Deutsche Gesellschaft für Neurochirurgie. 66. Jahrestagung der Deutschen Gesellschaft für Neurochirurgie (DGNC). Karlsruhe, 07.-10.06.2015. Düsseldorf: German Medical Science GMS Publishing House; 2015. DocDI.02.04

doi: 10.3205/15dgnc103, urn:nbn:de:0183-15dgnc1035

Published: June 2, 2015

© 2015 Langsdorff et al.
This is an Open Access article distributed under the terms of the Creative Commons Attribution 4.0 License. See license information at http://creativecommons.org/licenses/by/4.0/.

Outline

Text

Objective: The neurosurgical robot Neuromate® is now routinely employed for the implantation of electrodes in DBS procedures. The in vitro application accuracy has been evaluated, also the accuracy in several in vivo applications in patients but not particularly for the electrode placement in DBS.

The aim was to determine the in vivo application accuracy of the Neuromate® robot under operating conditions during frame-based electrode implantations for DBS procedures. For this evaluation the control device should be independent from the robot.

Method: After placement of the Fischer® frame on the patient and MR imaging the target was determined on the robots' dedicated planning software Voxim® with calculation of the stereotactic coordinates.

After introduction of the tube guide the stereotactic coordinates of its tip were measured intra-operatively through orthogonal x-rays employing the Stereoplan® localizer system, a device independent from the robot. We calculated the Euclidian distance between the planning target point and the tip of the tube guide based on their respective stereotactic coordinates.

--------------------------------

■ EXERCISE SET:
**1.** Answer these questions using the abstract on the Neuromate® robot's accuracy.
(a) Which frame was placed on the patient before MR imaging?
(b) What software was used to determine the target and calculate its stereotactic coordinates?
(c) Which system measured the stereotactic coordinates of the tube guide's tip during the operation?
**2.** Go on with the abstract on the Neuromate® robot's accuracy, starting after its last sentence.

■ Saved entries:
--------------------------------

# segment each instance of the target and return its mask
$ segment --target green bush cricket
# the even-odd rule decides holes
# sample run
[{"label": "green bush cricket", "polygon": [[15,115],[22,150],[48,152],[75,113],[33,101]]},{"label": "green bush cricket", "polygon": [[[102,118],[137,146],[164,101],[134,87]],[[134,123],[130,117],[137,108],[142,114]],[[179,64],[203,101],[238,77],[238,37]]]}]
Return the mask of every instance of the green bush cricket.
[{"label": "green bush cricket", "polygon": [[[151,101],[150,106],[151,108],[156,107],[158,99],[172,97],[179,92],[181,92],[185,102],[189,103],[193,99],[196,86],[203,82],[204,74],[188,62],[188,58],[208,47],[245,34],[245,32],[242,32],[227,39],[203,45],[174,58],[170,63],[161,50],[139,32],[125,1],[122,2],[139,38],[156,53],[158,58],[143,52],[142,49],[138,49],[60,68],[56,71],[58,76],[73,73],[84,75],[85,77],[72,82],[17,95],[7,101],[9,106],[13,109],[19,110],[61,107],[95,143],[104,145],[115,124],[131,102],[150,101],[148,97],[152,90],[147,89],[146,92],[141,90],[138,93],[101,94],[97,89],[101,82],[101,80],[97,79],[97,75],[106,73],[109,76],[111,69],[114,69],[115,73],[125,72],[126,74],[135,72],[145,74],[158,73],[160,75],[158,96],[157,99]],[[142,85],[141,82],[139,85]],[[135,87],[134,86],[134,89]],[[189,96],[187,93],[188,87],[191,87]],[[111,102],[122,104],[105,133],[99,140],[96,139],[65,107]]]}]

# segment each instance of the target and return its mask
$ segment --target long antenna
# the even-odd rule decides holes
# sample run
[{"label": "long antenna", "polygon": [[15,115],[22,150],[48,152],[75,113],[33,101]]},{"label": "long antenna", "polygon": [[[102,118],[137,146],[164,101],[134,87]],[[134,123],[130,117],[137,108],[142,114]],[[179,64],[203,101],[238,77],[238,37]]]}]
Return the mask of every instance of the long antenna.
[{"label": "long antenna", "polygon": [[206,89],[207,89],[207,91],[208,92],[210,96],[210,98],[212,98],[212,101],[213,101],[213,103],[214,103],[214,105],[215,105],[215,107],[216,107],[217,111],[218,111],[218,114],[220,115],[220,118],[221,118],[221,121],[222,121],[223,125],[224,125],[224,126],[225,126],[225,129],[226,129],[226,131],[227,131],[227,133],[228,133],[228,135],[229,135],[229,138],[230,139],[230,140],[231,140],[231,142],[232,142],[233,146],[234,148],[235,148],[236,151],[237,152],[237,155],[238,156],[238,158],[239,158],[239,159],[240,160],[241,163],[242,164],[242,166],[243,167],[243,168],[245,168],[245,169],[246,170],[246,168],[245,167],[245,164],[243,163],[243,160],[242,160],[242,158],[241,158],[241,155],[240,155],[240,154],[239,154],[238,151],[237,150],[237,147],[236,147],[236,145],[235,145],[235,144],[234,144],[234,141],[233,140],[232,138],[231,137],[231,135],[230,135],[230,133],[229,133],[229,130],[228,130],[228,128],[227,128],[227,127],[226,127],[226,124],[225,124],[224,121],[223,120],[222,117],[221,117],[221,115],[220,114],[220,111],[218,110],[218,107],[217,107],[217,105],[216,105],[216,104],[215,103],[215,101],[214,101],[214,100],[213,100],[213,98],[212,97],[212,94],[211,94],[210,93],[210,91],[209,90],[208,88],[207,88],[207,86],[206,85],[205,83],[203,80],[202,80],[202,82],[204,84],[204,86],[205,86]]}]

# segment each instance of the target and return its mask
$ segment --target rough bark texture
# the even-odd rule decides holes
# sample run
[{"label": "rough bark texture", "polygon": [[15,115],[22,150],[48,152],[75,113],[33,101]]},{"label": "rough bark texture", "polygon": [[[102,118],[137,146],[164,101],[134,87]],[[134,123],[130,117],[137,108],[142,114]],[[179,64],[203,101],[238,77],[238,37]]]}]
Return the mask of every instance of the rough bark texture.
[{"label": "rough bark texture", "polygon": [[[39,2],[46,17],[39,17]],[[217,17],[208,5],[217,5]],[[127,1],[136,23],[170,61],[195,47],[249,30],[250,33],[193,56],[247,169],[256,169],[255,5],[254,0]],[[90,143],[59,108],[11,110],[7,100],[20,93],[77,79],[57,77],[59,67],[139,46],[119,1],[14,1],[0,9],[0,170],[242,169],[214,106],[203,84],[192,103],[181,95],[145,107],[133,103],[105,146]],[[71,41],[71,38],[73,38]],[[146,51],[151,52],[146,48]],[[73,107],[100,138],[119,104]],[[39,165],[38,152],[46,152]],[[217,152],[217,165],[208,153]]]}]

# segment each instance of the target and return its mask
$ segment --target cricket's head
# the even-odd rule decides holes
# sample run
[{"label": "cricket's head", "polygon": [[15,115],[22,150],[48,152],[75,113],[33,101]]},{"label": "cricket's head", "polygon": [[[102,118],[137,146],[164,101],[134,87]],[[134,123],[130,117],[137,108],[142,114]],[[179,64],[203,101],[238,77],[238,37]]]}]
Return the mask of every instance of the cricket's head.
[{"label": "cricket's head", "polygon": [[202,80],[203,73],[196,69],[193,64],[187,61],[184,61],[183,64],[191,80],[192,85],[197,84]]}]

--------------------------------

■ ANSWERS BY ITEM:
**1.**
(a) The Fischer® frame.
(b) The robot's dedicated planning software, Voxim®.
(c) The Stereoplan® localizer system, using orthogonal x-rays.

**2.**
First the procedure was experimented in vitro, the stereotactic frame fixed on the robots' ring-holder without patient. We checked 21 points widely distributed in the stereotactic space.

The in vivo accuracy was then evaluated for 44 basal ganglia targets in 25 consecutive patients operated by DBS for movement disorders.

Results: In vitro the mean application accuracy A (SD) was A = 0,44 mm (0,23 mm).

Mean dx = 0,24 mm (0,19), mean dy = 0,26 mm (0,20), mean dz = 0,17 mm (0,13). The maximal localization error was 1,0 mm.

In vivo the mean application accuracy A (SD) was A = 0,87 mm (0,28 mm).

Mean dx = 0,35 mm (0,30), mean dy = 0,37 mm (0,29), mean dz = 0,57 mm (0,29).

The maximal error was 1,55 mm.

Conclusions: The in vivo application accuracy of the neurosurgical robot Neuromate® in frame-based DBS procedures was determined with a value below one millimeter, controlled by a system independent from the robot. This accuracy is in the range of the accuracy required for DBS procedures and corresponds to the experience of the accuracy of stereotactic frame arms in the literature.